▶ [Action item]: The lines needed are those below that contain the word "green"; copy each one.

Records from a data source
━━━━

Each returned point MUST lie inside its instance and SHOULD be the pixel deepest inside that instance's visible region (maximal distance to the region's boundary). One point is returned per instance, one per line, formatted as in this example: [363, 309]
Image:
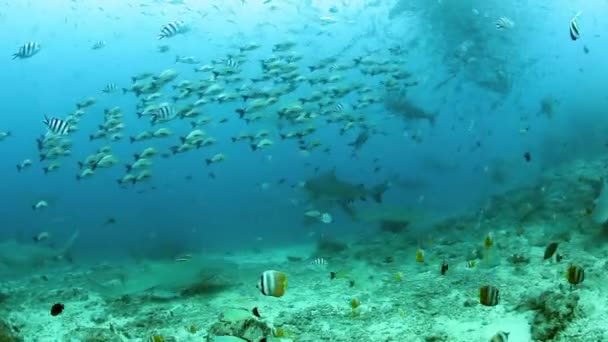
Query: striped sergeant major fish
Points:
[574, 30]
[172, 29]
[56, 126]
[231, 63]
[163, 114]
[109, 88]
[27, 50]
[98, 45]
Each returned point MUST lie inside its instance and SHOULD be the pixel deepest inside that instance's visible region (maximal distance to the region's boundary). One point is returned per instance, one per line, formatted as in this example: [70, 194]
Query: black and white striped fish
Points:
[574, 30]
[98, 45]
[27, 50]
[319, 262]
[231, 63]
[110, 88]
[163, 113]
[504, 23]
[339, 107]
[56, 126]
[172, 29]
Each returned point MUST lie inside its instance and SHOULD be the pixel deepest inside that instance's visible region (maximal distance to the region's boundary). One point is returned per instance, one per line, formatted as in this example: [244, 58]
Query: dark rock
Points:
[239, 323]
[553, 312]
[8, 334]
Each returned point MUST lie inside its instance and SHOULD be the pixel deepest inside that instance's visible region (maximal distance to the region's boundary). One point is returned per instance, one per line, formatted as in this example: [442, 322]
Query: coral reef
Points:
[239, 323]
[553, 312]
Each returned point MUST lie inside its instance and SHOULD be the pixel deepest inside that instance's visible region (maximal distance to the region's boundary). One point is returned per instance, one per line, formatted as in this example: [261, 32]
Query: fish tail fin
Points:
[378, 192]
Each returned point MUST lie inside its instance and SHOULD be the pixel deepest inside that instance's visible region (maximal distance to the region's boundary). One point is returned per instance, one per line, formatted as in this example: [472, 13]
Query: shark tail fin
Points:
[70, 243]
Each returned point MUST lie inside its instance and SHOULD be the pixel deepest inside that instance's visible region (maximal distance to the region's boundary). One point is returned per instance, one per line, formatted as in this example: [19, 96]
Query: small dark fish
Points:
[488, 295]
[550, 250]
[56, 309]
[574, 32]
[575, 275]
[444, 268]
[110, 220]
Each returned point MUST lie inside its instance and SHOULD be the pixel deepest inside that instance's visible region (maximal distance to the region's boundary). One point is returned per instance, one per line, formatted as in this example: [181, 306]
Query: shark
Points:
[327, 190]
[20, 257]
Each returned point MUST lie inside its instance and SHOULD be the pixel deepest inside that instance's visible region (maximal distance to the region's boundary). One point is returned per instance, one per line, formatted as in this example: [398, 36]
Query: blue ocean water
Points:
[477, 130]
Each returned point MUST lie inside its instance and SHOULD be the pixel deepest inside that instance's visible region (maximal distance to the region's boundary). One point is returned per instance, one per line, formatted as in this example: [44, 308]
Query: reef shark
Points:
[16, 256]
[327, 190]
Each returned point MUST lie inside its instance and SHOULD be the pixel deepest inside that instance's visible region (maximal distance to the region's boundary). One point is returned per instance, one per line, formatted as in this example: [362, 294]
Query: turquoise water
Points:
[496, 97]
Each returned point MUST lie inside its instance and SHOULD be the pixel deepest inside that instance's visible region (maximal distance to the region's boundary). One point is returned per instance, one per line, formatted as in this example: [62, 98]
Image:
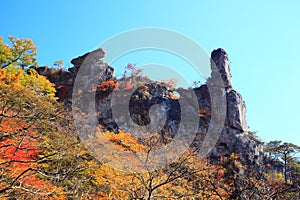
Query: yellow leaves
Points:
[16, 79]
[125, 141]
[21, 53]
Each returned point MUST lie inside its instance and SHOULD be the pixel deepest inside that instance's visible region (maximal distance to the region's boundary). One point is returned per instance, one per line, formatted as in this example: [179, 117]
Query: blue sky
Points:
[261, 38]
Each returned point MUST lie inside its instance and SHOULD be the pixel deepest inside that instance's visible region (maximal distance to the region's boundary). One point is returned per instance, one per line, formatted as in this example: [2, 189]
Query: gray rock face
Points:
[139, 103]
[219, 65]
[236, 111]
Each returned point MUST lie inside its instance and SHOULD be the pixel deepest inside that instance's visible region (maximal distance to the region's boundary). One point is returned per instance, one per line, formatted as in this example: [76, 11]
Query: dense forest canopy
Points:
[41, 156]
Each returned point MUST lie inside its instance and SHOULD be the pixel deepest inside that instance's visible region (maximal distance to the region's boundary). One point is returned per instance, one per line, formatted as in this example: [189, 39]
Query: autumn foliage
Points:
[42, 157]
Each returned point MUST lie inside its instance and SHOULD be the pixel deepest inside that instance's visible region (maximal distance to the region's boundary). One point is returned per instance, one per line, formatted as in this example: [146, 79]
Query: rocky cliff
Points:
[124, 108]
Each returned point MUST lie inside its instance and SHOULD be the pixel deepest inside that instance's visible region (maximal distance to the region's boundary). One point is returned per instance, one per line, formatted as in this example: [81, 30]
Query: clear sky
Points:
[261, 38]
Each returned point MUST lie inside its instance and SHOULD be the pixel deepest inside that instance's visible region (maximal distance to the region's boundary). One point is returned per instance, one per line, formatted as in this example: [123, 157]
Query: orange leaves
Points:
[125, 141]
[107, 86]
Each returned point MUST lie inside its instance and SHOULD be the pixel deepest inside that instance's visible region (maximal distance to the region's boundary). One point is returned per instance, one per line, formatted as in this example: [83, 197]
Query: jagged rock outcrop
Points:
[137, 103]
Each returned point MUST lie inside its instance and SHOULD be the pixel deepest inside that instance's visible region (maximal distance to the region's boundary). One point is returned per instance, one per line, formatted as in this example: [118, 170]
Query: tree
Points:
[284, 152]
[21, 53]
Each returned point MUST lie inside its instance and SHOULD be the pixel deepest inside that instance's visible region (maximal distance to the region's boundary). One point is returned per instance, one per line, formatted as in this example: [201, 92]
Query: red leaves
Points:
[107, 85]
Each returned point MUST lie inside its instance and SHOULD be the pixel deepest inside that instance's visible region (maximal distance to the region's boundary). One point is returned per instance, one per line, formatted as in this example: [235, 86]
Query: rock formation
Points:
[138, 102]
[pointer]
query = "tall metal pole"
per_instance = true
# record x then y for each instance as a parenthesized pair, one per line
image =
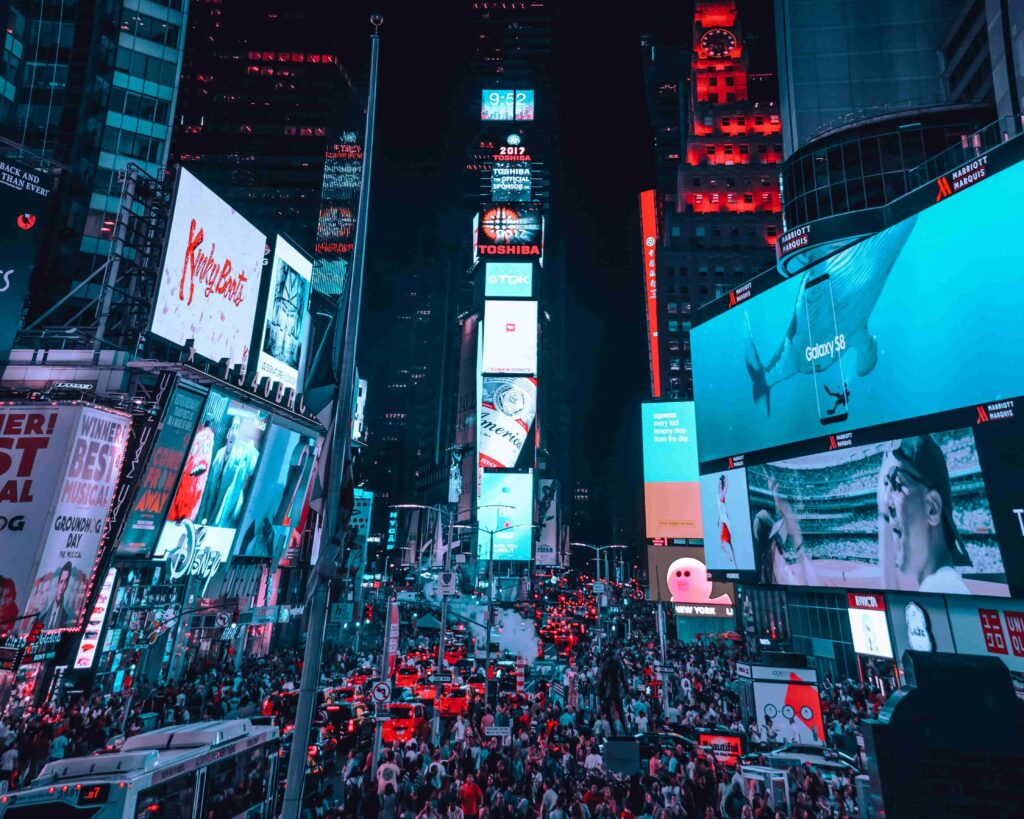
(335, 524)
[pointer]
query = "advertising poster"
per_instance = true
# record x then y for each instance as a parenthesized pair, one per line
(509, 498)
(507, 410)
(273, 509)
(511, 229)
(25, 196)
(547, 519)
(725, 511)
(677, 574)
(909, 514)
(213, 264)
(672, 489)
(34, 447)
(509, 279)
(850, 342)
(285, 332)
(510, 338)
(216, 477)
(160, 477)
(78, 521)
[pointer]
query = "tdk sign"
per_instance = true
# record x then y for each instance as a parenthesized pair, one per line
(509, 278)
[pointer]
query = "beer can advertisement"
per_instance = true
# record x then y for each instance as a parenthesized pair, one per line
(210, 283)
(285, 328)
(507, 410)
(160, 479)
(58, 470)
(215, 479)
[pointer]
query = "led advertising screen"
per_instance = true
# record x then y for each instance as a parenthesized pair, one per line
(511, 181)
(508, 279)
(279, 490)
(863, 338)
(499, 104)
(510, 230)
(507, 410)
(869, 626)
(58, 471)
(671, 487)
(509, 337)
(677, 574)
(216, 478)
(213, 264)
(25, 202)
(282, 340)
(160, 478)
(506, 508)
(725, 511)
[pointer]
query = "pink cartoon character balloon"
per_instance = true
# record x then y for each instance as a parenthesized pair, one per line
(688, 583)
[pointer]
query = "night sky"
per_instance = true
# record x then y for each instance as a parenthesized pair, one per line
(607, 158)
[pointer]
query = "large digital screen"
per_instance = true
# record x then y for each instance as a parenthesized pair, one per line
(216, 478)
(508, 279)
(213, 264)
(511, 181)
(160, 478)
(510, 229)
(282, 339)
(920, 318)
(500, 104)
(672, 490)
(678, 575)
(509, 337)
(272, 513)
(508, 406)
(507, 509)
(58, 470)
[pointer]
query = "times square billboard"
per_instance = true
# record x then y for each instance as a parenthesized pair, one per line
(864, 415)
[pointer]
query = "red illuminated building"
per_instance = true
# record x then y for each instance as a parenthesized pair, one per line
(720, 219)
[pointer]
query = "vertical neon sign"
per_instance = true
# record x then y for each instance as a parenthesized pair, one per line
(648, 226)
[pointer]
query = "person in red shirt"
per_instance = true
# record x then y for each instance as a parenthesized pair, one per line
(471, 796)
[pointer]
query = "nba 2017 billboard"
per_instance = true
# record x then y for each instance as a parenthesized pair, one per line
(920, 318)
(672, 493)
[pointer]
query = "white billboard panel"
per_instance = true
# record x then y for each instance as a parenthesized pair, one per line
(212, 269)
(510, 337)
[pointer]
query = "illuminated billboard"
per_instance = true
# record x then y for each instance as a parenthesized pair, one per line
(507, 509)
(207, 508)
(872, 334)
(272, 513)
(509, 338)
(58, 470)
(160, 478)
(282, 339)
(508, 279)
(499, 104)
(508, 406)
(511, 181)
(213, 264)
(510, 230)
(678, 575)
(648, 228)
(672, 491)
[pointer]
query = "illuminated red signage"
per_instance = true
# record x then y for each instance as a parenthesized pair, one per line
(648, 226)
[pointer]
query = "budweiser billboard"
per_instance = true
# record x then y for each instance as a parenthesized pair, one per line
(507, 410)
(213, 263)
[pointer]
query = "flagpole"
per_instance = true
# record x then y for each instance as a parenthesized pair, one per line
(336, 515)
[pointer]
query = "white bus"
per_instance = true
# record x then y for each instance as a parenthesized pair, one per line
(214, 770)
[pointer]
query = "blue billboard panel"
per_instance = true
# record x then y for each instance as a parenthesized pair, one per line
(921, 318)
(507, 509)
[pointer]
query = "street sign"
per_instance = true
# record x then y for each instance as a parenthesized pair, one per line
(448, 584)
(381, 692)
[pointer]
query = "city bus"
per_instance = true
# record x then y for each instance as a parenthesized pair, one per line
(215, 770)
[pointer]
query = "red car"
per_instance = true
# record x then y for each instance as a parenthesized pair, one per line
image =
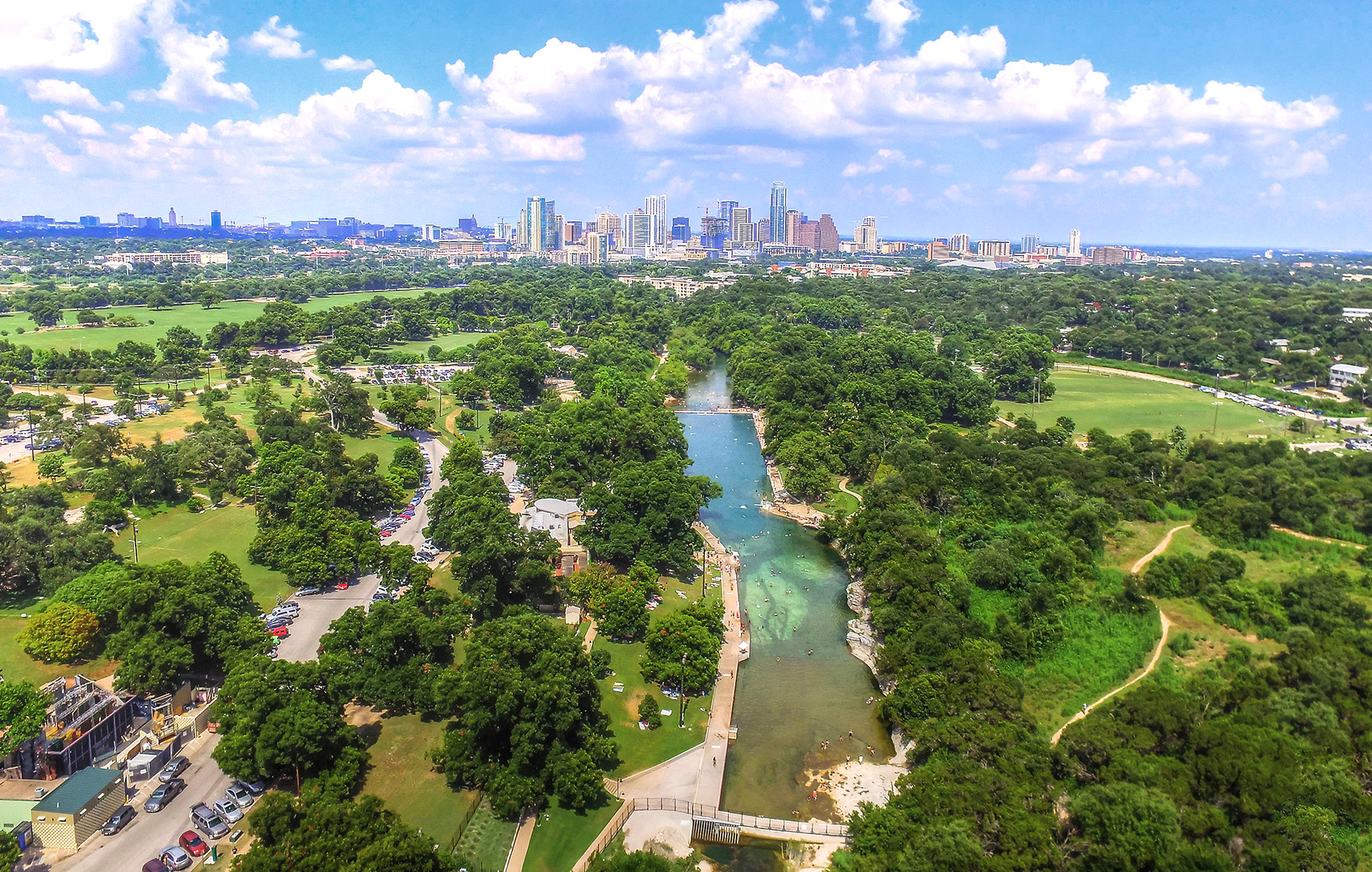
(192, 844)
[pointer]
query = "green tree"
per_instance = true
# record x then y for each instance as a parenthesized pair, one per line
(62, 632)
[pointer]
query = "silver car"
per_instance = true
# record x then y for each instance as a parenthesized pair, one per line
(228, 809)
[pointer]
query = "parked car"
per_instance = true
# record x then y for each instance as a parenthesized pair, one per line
(241, 794)
(209, 823)
(192, 844)
(176, 857)
(119, 820)
(228, 811)
(174, 769)
(164, 795)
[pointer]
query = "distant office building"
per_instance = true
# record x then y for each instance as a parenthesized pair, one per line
(777, 219)
(638, 229)
(827, 233)
(741, 224)
(538, 229)
(864, 235)
(656, 208)
(713, 233)
(1107, 256)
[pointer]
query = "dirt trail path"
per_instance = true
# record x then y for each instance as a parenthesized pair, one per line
(1152, 664)
(1157, 652)
(843, 485)
(1166, 540)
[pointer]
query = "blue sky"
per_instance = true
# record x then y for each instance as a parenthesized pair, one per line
(1140, 123)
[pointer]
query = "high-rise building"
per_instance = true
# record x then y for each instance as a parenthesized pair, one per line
(864, 235)
(713, 231)
(656, 208)
(538, 228)
(638, 229)
(827, 233)
(777, 220)
(741, 224)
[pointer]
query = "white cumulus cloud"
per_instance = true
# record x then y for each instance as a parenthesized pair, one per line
(66, 94)
(343, 64)
(891, 17)
(278, 40)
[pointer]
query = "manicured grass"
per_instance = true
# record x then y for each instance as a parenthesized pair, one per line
(487, 840)
(192, 317)
(15, 665)
(190, 537)
(562, 836)
(1120, 404)
(405, 779)
(383, 445)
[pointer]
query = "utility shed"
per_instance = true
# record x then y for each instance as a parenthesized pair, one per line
(74, 812)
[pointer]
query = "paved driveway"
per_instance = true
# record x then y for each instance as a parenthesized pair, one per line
(148, 834)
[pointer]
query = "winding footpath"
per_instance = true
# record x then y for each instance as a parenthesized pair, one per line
(1157, 652)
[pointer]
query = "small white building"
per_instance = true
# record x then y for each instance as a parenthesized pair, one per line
(558, 518)
(1342, 375)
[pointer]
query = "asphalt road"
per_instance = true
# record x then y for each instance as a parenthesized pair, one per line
(317, 613)
(144, 838)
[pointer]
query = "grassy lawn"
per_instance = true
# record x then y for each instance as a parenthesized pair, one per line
(192, 317)
(640, 748)
(190, 537)
(562, 836)
(383, 445)
(487, 840)
(1119, 404)
(407, 780)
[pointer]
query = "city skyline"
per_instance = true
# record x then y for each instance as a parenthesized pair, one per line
(1028, 123)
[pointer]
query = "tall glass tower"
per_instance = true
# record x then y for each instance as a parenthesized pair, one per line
(778, 213)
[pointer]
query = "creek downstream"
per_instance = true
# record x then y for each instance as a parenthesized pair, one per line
(795, 593)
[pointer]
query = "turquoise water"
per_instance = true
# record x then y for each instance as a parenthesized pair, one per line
(793, 592)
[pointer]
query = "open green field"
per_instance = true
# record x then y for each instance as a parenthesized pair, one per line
(192, 317)
(562, 836)
(405, 779)
(640, 748)
(190, 537)
(1120, 403)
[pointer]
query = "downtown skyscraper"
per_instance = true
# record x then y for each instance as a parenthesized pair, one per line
(778, 213)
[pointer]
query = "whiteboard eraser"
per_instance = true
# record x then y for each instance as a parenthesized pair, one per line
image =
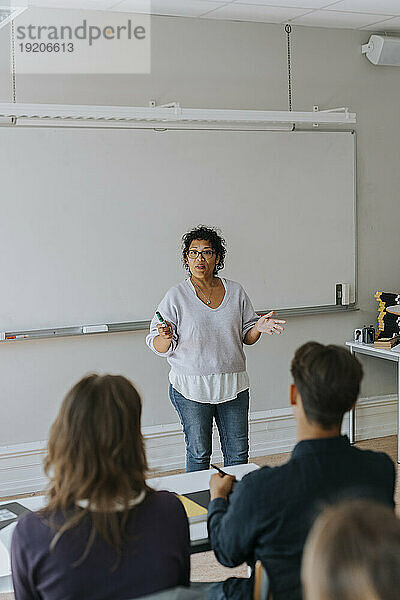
(95, 329)
(342, 293)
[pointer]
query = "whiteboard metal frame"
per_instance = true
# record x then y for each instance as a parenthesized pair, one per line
(57, 332)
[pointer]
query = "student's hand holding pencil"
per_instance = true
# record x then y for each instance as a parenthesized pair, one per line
(221, 485)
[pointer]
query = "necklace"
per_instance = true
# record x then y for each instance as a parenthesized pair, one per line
(208, 300)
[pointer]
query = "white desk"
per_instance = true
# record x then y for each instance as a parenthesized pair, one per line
(394, 356)
(181, 484)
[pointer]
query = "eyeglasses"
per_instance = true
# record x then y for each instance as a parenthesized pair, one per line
(207, 254)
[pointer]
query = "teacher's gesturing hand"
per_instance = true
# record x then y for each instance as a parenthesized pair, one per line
(266, 324)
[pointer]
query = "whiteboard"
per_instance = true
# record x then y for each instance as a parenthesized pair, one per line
(92, 218)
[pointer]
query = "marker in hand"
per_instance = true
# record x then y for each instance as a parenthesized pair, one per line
(219, 470)
(161, 319)
(267, 324)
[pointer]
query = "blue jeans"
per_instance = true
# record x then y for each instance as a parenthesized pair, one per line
(232, 422)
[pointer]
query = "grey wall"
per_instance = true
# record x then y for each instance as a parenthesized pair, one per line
(237, 65)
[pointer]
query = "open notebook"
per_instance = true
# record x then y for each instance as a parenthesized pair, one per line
(196, 505)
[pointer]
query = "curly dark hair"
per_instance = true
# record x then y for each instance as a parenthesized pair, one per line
(209, 234)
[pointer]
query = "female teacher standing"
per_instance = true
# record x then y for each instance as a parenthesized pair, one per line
(208, 319)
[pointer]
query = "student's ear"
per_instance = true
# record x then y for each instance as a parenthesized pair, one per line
(293, 393)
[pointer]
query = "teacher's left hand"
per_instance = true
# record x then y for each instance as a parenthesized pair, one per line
(266, 324)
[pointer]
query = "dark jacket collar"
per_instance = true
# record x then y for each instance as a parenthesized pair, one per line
(315, 446)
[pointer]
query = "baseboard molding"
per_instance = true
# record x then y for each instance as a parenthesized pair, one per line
(271, 432)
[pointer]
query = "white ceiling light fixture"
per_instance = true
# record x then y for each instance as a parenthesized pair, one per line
(9, 13)
(171, 114)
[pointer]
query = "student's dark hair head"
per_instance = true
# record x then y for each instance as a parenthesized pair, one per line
(353, 553)
(328, 380)
(208, 234)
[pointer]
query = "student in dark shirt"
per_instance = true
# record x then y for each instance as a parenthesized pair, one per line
(271, 510)
(353, 553)
(104, 532)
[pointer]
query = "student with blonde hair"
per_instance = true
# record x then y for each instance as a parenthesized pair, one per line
(353, 553)
(104, 533)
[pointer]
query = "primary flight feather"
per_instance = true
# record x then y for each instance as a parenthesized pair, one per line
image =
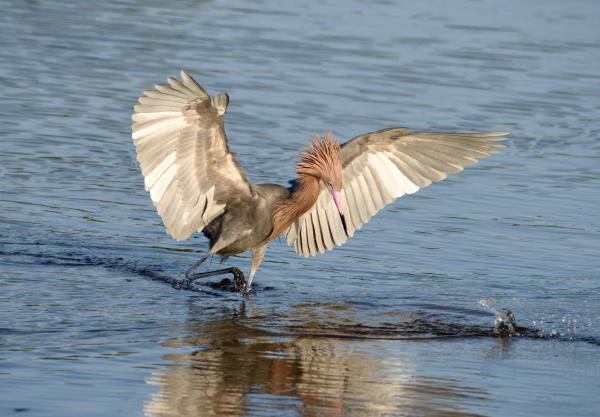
(197, 185)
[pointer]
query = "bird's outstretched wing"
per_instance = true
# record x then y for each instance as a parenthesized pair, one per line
(183, 152)
(379, 167)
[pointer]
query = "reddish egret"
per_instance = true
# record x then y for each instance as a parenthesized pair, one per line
(197, 185)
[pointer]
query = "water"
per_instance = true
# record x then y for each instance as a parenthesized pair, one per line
(389, 324)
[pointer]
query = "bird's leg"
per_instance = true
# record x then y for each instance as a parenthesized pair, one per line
(257, 256)
(238, 276)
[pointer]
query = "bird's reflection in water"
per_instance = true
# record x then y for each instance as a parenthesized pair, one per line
(235, 367)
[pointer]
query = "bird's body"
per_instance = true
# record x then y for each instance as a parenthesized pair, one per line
(198, 186)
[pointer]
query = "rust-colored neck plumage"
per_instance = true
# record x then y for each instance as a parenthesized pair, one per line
(321, 162)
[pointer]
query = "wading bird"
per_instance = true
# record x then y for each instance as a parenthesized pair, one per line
(197, 185)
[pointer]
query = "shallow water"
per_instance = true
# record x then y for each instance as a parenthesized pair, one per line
(389, 324)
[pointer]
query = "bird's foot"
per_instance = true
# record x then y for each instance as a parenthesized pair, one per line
(239, 283)
(190, 274)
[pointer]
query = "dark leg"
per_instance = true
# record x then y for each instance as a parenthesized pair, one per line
(190, 272)
(238, 276)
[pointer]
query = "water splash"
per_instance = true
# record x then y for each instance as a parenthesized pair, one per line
(505, 324)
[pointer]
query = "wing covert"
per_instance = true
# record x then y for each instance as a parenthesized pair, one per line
(179, 135)
(379, 167)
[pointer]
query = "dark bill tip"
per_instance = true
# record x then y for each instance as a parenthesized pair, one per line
(344, 224)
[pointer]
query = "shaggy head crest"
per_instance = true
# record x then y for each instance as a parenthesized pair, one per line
(322, 159)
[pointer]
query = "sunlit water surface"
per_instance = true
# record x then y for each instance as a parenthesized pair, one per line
(387, 325)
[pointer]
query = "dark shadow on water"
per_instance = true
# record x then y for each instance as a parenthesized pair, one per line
(240, 364)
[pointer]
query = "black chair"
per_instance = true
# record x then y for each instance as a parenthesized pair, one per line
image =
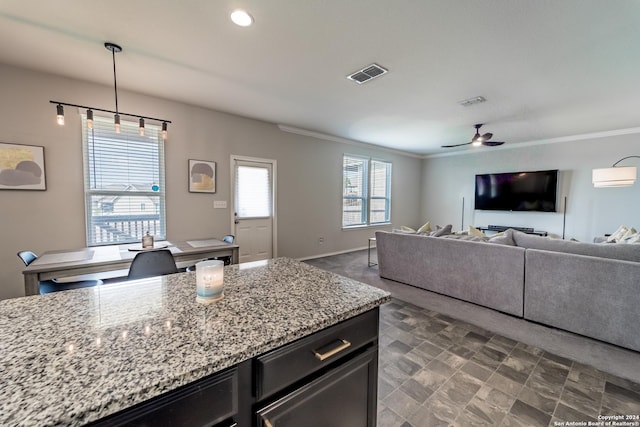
(57, 285)
(229, 238)
(152, 263)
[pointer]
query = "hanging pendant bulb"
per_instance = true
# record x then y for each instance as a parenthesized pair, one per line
(89, 119)
(60, 115)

━━━━

▶ [Answer to this task]:
query = "green tree"
query = "open green field"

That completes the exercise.